BEGIN STORED RECORDS

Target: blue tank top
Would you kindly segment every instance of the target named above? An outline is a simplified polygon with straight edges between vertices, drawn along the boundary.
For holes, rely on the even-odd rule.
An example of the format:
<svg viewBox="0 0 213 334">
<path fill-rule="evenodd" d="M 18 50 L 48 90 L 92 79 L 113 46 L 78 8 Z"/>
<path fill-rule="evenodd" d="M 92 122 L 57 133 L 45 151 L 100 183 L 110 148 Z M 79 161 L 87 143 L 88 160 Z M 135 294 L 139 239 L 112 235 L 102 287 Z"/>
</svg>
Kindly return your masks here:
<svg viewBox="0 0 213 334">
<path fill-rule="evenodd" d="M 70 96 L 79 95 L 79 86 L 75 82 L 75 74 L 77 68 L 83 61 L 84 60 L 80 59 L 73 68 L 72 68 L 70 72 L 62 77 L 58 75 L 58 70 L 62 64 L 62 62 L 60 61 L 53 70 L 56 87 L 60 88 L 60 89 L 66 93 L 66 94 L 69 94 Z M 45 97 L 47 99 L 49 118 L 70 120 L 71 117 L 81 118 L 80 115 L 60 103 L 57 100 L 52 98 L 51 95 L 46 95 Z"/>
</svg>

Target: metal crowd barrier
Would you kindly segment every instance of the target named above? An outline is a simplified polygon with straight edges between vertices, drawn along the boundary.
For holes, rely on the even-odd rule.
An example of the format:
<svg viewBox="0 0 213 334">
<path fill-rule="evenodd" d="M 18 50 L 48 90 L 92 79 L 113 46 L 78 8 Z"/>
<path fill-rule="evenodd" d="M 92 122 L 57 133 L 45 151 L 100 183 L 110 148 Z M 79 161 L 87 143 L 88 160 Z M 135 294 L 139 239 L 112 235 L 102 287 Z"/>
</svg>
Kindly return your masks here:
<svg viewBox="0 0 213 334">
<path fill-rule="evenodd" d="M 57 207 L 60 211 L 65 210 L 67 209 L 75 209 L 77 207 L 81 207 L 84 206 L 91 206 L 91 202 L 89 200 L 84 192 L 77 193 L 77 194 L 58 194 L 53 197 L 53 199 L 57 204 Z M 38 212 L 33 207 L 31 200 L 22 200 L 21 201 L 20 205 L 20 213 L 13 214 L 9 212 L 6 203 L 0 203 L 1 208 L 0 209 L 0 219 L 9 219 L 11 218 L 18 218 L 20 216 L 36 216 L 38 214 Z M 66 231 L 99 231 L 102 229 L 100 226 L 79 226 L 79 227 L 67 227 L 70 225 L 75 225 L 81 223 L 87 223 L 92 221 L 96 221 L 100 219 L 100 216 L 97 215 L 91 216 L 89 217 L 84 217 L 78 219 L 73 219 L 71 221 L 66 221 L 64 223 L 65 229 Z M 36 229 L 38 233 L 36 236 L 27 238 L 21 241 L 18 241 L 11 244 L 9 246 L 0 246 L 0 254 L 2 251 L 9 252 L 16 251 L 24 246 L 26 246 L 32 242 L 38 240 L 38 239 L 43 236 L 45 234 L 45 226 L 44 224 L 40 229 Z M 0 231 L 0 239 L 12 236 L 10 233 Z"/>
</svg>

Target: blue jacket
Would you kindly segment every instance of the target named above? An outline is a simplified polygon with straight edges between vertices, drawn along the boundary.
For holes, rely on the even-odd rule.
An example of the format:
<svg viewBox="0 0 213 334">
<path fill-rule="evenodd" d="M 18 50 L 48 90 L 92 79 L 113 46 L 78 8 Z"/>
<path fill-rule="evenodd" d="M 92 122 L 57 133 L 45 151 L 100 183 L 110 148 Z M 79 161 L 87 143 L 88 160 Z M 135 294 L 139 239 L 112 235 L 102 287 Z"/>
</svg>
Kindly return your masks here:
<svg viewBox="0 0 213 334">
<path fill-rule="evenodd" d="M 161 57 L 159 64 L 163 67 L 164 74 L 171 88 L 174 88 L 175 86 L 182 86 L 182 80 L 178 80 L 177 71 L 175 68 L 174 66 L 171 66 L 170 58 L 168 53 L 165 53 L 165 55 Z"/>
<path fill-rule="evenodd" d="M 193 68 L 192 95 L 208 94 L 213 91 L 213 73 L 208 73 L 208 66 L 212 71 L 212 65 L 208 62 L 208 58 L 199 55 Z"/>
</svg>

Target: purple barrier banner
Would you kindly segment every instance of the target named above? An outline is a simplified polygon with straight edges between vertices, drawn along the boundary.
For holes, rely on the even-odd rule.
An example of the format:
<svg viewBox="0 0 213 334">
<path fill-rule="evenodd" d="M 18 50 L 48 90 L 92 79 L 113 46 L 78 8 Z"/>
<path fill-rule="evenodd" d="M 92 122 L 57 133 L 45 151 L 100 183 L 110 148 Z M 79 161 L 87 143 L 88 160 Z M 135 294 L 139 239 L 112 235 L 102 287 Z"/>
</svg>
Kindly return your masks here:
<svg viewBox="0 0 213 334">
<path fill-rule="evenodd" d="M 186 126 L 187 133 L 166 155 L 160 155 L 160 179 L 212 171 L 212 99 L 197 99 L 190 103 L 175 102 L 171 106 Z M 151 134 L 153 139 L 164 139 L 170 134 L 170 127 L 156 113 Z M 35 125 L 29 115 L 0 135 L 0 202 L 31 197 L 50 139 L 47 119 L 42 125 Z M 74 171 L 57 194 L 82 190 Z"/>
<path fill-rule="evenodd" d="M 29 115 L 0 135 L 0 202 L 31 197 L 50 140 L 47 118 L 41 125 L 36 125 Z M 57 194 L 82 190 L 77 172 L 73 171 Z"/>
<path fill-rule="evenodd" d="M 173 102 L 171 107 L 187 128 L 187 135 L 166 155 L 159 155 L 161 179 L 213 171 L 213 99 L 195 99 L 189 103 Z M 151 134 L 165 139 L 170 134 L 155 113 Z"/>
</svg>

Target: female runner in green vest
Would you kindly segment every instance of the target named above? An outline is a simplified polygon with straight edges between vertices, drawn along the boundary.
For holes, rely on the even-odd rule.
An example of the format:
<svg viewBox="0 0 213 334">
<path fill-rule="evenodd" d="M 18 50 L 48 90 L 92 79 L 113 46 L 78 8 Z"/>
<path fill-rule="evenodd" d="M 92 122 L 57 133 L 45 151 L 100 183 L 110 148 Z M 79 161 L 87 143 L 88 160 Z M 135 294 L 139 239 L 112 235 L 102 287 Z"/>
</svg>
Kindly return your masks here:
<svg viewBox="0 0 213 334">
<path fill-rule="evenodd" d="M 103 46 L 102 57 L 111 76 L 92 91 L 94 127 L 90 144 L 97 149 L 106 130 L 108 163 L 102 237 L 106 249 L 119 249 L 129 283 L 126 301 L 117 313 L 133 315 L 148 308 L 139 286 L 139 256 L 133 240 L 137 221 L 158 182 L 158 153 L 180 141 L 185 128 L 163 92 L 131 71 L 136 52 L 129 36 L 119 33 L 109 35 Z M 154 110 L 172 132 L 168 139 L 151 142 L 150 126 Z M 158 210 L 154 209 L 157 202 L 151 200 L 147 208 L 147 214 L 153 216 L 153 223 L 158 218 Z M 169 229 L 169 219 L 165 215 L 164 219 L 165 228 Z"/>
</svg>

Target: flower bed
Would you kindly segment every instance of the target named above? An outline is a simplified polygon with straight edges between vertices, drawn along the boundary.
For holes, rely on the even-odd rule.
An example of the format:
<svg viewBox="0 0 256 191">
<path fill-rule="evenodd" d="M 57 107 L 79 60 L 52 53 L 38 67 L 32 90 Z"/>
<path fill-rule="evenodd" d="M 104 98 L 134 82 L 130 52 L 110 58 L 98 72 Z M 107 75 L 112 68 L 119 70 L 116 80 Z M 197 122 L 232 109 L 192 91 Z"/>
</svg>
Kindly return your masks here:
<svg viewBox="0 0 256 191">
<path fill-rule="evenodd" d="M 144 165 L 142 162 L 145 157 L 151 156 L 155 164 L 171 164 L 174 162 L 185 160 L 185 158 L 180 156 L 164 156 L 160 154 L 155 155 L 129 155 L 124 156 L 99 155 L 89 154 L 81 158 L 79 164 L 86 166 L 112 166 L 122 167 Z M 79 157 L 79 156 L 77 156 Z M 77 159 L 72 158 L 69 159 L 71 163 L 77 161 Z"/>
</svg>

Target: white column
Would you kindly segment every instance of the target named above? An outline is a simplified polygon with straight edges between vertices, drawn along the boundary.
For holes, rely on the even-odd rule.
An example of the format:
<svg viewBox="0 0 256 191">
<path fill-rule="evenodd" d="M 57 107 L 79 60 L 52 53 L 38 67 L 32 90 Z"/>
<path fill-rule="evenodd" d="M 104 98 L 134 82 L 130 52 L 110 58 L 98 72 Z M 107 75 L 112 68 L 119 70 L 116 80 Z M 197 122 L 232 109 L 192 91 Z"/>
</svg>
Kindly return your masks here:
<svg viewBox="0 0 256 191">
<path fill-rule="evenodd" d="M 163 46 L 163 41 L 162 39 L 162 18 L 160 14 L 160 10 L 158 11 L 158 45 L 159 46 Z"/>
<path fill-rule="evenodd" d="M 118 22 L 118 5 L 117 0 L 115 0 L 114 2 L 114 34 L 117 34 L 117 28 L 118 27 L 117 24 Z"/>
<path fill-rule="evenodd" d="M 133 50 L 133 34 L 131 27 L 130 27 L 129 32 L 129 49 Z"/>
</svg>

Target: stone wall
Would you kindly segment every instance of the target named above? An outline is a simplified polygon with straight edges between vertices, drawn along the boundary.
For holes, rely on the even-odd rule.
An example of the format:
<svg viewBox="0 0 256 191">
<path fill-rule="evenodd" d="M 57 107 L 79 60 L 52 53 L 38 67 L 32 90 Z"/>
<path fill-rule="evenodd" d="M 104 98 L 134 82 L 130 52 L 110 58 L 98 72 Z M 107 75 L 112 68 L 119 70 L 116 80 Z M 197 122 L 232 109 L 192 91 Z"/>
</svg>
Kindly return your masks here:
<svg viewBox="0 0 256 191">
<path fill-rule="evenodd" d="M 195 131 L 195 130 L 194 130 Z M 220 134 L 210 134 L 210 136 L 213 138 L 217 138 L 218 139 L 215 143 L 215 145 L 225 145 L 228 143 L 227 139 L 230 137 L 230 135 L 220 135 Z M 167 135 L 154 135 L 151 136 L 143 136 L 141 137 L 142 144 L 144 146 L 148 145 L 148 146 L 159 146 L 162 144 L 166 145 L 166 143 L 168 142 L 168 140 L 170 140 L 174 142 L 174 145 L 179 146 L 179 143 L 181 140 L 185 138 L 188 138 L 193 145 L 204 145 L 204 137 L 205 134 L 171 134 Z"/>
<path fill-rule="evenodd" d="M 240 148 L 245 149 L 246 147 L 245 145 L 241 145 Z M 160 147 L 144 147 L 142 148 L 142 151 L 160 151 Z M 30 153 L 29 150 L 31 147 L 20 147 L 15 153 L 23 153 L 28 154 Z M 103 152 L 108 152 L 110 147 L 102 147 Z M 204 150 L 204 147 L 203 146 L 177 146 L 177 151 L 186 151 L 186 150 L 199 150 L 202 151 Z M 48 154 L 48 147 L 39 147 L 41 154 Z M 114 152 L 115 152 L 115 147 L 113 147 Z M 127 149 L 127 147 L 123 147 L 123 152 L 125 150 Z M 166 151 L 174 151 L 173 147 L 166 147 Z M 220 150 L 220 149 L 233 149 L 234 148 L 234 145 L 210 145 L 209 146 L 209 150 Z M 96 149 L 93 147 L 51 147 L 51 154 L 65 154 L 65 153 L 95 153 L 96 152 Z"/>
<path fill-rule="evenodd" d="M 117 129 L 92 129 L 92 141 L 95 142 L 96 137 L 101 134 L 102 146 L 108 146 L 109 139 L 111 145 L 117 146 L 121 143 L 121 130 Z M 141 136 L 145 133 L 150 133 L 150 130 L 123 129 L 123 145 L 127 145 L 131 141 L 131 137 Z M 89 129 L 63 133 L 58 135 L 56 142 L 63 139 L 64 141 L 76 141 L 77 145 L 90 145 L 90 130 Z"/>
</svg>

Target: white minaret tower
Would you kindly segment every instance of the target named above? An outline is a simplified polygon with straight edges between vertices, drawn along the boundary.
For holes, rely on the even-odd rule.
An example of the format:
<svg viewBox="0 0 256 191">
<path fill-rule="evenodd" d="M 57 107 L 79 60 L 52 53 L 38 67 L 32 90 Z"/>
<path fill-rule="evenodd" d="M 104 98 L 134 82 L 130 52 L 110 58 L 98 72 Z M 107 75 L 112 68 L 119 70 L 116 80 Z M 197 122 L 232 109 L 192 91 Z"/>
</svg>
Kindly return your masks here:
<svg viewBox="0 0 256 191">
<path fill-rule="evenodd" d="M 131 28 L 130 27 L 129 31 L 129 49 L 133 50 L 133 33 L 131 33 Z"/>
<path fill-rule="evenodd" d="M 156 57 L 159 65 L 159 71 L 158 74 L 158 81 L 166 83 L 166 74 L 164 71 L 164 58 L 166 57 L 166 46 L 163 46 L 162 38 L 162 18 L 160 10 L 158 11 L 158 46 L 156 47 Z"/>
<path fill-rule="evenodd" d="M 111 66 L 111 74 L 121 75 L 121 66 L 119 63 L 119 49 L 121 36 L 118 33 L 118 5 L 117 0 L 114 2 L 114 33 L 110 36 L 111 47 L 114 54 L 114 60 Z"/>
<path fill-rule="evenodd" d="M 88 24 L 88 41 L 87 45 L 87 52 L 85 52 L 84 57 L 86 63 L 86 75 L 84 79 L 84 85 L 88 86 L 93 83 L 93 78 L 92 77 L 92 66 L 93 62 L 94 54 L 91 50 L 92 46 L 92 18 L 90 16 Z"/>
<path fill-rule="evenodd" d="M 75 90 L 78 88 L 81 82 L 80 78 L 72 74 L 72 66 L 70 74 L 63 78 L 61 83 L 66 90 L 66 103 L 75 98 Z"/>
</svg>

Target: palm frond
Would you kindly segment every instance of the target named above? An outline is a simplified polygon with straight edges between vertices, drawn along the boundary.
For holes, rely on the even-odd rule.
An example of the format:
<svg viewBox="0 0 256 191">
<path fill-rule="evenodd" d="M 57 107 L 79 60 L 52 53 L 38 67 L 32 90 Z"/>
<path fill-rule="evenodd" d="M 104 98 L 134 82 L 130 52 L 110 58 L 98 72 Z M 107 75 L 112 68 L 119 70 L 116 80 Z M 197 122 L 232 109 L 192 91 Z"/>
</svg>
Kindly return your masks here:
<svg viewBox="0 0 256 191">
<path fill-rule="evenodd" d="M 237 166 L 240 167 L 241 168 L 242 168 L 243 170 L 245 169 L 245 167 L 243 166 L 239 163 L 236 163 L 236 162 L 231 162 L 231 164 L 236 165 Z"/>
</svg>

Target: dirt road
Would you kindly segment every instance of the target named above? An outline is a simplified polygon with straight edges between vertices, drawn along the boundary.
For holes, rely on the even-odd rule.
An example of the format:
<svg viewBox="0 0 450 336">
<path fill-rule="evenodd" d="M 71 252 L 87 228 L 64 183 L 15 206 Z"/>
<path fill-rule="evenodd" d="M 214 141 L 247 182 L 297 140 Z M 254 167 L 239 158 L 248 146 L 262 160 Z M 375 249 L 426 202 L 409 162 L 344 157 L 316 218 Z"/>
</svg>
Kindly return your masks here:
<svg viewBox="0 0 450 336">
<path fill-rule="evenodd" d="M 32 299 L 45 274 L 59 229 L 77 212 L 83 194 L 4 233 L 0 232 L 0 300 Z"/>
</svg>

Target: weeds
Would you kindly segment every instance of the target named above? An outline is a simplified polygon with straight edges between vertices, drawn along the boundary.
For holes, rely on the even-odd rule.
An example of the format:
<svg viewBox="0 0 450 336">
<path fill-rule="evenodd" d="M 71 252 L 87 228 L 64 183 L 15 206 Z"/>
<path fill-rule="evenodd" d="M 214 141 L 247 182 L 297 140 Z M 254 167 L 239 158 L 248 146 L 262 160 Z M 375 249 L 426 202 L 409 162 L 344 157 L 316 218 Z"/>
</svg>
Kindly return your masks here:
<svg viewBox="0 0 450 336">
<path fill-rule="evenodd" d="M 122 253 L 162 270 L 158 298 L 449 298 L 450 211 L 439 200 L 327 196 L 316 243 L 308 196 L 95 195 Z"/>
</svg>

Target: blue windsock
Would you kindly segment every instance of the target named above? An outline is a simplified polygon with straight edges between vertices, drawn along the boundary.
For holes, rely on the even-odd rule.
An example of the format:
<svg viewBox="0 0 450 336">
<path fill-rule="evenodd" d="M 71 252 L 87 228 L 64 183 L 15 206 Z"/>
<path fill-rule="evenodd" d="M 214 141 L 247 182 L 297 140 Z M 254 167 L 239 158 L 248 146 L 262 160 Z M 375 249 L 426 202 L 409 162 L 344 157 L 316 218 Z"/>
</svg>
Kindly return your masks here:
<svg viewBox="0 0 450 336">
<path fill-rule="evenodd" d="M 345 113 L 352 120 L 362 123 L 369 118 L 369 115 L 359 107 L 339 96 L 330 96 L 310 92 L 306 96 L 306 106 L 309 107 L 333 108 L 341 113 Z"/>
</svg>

END STORED RECORDS

Quote everything from the line containing "Target: dirt road" down to the end of the items, keeping every line unchanged.

#### [SOLUTION TO THIS TASK]
Target: dirt road
Would you kindly segment every instance of the target named above? An outline is a simplified polygon with straight edges between vertices, drawn along the boundary.
For holes, rely on the even-odd rule.
An example of the format:
<svg viewBox="0 0 450 336">
<path fill-rule="evenodd" d="M 71 252 L 87 228 L 64 183 L 15 206 Z"/>
<path fill-rule="evenodd" d="M 214 141 L 247 182 L 297 140 Z M 254 167 L 239 158 L 248 146 L 262 160 Z M 375 249 L 426 202 L 409 162 L 344 157 L 316 218 Z"/>
</svg>
Kindly return your masks here:
<svg viewBox="0 0 450 336">
<path fill-rule="evenodd" d="M 32 299 L 45 274 L 59 229 L 77 212 L 83 194 L 4 233 L 0 232 L 0 300 Z"/>
</svg>

Target: weeds
Would you kindly segment every instance of the target named above? An outline is a simplified polygon with straight edges between vertices, drawn along the boundary.
For holes, rely on the even-odd rule.
An example of the format:
<svg viewBox="0 0 450 336">
<path fill-rule="evenodd" d="M 71 252 L 87 228 L 64 183 L 15 206 Z"/>
<path fill-rule="evenodd" d="M 214 141 L 247 182 L 297 140 Z M 254 167 L 239 158 L 248 146 L 262 160 Z M 375 249 L 426 202 L 409 162 L 344 157 L 316 218 Z"/>
</svg>
Kindly return your masks here:
<svg viewBox="0 0 450 336">
<path fill-rule="evenodd" d="M 122 253 L 162 270 L 158 298 L 449 298 L 450 211 L 439 200 L 327 196 L 316 243 L 308 196 L 95 195 Z"/>
</svg>

Target: blue windsock
Would you kindly segment every instance of the target named above? An outline is a simplified polygon with straight edges between vertices, drawn along the boundary.
For holes, rely on the even-odd rule.
An example of the format:
<svg viewBox="0 0 450 336">
<path fill-rule="evenodd" d="M 71 252 L 87 228 L 64 183 L 15 206 Z"/>
<path fill-rule="evenodd" d="M 214 141 L 247 182 L 297 140 Z M 254 167 L 239 158 L 248 146 L 262 160 Z M 375 249 L 426 202 L 409 162 L 344 157 L 316 218 Z"/>
</svg>
Kindly return your masks here:
<svg viewBox="0 0 450 336">
<path fill-rule="evenodd" d="M 345 113 L 352 120 L 362 123 L 369 118 L 369 115 L 359 107 L 339 96 L 330 96 L 310 92 L 306 96 L 306 106 L 309 107 L 333 108 L 341 113 Z"/>
</svg>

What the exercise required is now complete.